AIM OF THE TASK:
Transcribe each entry shown below with no difference from the original.

Referring expression pointing data:
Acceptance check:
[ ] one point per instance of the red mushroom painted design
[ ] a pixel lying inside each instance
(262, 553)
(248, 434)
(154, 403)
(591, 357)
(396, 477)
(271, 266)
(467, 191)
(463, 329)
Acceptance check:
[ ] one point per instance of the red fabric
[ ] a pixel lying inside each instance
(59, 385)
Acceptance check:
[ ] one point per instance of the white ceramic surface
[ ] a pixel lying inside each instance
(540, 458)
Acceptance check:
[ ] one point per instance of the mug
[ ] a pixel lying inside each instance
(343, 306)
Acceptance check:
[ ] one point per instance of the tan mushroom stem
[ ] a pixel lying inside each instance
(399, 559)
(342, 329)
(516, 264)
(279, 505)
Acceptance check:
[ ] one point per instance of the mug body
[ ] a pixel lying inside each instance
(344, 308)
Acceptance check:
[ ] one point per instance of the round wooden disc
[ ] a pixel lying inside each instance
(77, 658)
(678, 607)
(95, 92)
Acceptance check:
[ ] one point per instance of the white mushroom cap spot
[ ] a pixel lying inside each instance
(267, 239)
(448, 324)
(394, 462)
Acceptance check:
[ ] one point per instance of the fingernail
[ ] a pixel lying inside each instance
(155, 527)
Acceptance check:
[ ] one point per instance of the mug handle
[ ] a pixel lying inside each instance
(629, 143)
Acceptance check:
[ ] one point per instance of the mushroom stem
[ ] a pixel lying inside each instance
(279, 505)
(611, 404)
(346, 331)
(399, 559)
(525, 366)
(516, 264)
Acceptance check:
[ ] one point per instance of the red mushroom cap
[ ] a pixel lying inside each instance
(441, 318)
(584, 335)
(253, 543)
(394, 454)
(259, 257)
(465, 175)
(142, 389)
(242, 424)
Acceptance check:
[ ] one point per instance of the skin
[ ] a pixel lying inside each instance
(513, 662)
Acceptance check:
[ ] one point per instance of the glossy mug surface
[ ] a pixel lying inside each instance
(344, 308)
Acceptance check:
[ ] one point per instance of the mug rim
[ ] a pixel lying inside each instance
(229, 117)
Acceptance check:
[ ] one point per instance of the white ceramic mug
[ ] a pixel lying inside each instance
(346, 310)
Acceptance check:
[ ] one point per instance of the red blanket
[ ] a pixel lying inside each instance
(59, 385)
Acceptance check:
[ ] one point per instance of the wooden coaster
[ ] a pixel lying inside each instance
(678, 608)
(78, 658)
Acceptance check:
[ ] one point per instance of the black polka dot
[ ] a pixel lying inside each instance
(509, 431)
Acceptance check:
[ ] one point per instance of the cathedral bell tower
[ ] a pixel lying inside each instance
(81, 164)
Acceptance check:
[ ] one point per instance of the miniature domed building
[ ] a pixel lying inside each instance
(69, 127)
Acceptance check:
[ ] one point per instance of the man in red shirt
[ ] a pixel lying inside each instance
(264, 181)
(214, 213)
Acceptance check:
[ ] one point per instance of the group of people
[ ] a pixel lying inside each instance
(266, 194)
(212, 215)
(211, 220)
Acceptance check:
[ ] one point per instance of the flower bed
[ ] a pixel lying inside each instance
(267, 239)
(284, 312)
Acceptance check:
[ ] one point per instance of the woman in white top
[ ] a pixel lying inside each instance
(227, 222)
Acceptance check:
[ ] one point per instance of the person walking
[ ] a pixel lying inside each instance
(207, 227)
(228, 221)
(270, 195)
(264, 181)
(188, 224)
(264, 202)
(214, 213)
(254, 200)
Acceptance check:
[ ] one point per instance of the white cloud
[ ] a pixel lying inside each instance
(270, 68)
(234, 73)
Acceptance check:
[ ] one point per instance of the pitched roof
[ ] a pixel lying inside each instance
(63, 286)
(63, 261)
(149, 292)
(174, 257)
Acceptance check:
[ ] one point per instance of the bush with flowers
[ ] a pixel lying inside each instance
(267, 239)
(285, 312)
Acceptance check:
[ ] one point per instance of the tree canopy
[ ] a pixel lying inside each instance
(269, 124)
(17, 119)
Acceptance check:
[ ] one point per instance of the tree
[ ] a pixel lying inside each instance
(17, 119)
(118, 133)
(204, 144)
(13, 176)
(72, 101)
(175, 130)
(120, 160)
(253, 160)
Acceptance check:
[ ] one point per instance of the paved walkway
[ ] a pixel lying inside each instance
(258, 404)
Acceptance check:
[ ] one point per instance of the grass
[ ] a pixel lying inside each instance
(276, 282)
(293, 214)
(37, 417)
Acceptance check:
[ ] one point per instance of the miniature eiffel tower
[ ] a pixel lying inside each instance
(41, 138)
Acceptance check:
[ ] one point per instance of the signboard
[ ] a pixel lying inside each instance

RESULT:
Acceptance check:
[ ] one point per instance of the red mushroom painted design
[ ] a pixel lying inside each instance
(262, 553)
(248, 434)
(154, 403)
(591, 357)
(396, 477)
(271, 266)
(467, 191)
(463, 329)
Acceptance check:
[ ] one point per instance of the red fabric
[ ] a pixel lying inside each instance
(59, 385)
Acceptance check:
[ ] one point per instance of the white ceramic surface
[ ] a pixel lying inside each instance
(540, 458)
Acceptance check:
[ ] one point per instance of the mug
[ ] a pixel lying inside each instance
(343, 306)
Acceptance check:
[ ] one point per instance of the tan mushroom stem
[ ] a pixel lying inside each instance
(399, 559)
(342, 329)
(516, 264)
(279, 505)
Acceptance check:
[ ] one point per instance of the mug body
[ ] a pixel lying inside each instance
(344, 308)
Acceptance check:
[ ] one point per instance of the round wooden disc
[ ] a pixel lying inside each instance
(77, 658)
(678, 607)
(95, 92)
Acceptance check:
[ ] one point per instance of the white mushroom cap spot
[ ] a pixel lying inside each instance
(267, 239)
(448, 324)
(394, 462)
Acceptance check:
[ ] one point per instance of the fingernail
[ ] a pixel lying inside each instance
(155, 527)
Acceptance check:
[ ] one point per instance of the mug handle
[ ] a pixel lying inside each instance
(629, 143)
Acceptance check:
[ ] one point per instance of the mushroom stem
[ ] a pixel lying inside each instance
(279, 505)
(611, 404)
(346, 331)
(399, 559)
(525, 366)
(516, 264)
Acceptance check:
[ ] one point per instance of the red mushroom cap
[ ] a pixel lying inside each instance
(441, 318)
(584, 335)
(253, 543)
(394, 454)
(259, 257)
(465, 175)
(142, 389)
(242, 424)
Acceptance check:
[ ] one point per instance of the skin
[ ] a pixel lying inside each instance
(513, 662)
Acceptance check:
[ ] one point per instance of the glossy mug surface
[ ] a pixel lying inside each instance
(344, 308)
Acceptance check:
[ ] one point per instance of the mug rim
[ ] a pixel lying inside each instance
(229, 117)
Acceptance check:
[ ] one point per instance of the white ceramic mug
[ ] a pixel lying inside each instance
(346, 310)
Acceptance check:
[ ] one point per instance of the red blanket
[ ] a pixel lying inside each instance
(59, 385)
Acceptance check:
[ ] one point per instance of the wooden coaster
[ ] a pixel lying inside each instance
(678, 608)
(78, 658)
Acceptance check:
[ ] one point per instance of the black polka dot
[ ] a pixel lying inside each instance
(509, 431)
Acceptance check:
[ ] one point per instance of the cathedral bell tower
[ ] a pixel lying inside each instance
(81, 164)
Acceptance check:
[ ] one point per instance of the miniature domed building
[ ] a pixel lying inside each instance
(69, 127)
Acceptance check:
[ ] one point per instance of the man in red shirt
[ ] a pixel lying inside each instance
(264, 181)
(214, 213)
Acceptance check:
[ ] one point per instance of the group of people
[ ] a pixel lying inside each instance
(266, 194)
(212, 215)
(211, 220)
Acceptance check:
[ ] one point per instance of the flower bed
[ ] a pixel lying inside each instance
(267, 239)
(284, 312)
Acceptance check:
[ ] one point per instance of the woman in white top
[ ] a pixel lying inside each instance
(227, 222)
Acceptance check:
[ ] one point per instance of the person walking
[ ] a pixel lying inside each instance
(207, 227)
(228, 221)
(270, 195)
(264, 181)
(188, 224)
(264, 202)
(214, 213)
(254, 200)
Acceptance check:
[ ] one point per instance of the white cloud
[ ] a pixel lying inside each instance
(270, 68)
(234, 73)
Acceptance check:
[ ] one point per instance of the pitched roof
[ ] a pixel lying inside each instance
(63, 286)
(63, 261)
(149, 292)
(174, 257)
Acceptance check:
[ ] one point per instance of the bush with flowers
[ ] a pixel lying inside each instance
(267, 239)
(285, 312)
Acceptance check:
[ ] one point per instance of the tree canopy
[ ] a pixel lying inside each instance
(269, 124)
(17, 119)
Acceptance check:
[ ] one point per instance of the tree
[ ] a pixel lying inside each instance
(17, 119)
(118, 133)
(204, 144)
(13, 176)
(72, 101)
(175, 130)
(120, 160)
(253, 160)
Acceptance check:
[ ] one point per instance of the paved walkway
[ ] a pixel lying inside each instance
(258, 404)
Acceptance check:
[ ] one point per instance of the grass
[ ] a pixel lying inside each instance
(276, 282)
(293, 214)
(37, 417)
Acceptance check:
[ ] one point per instance of the miniature eiffel tower
[ ] a pixel lying inside each instance
(41, 138)
Acceptance check:
[ ] one point per instance of the signboard
[ ] a pixel lying inside each instance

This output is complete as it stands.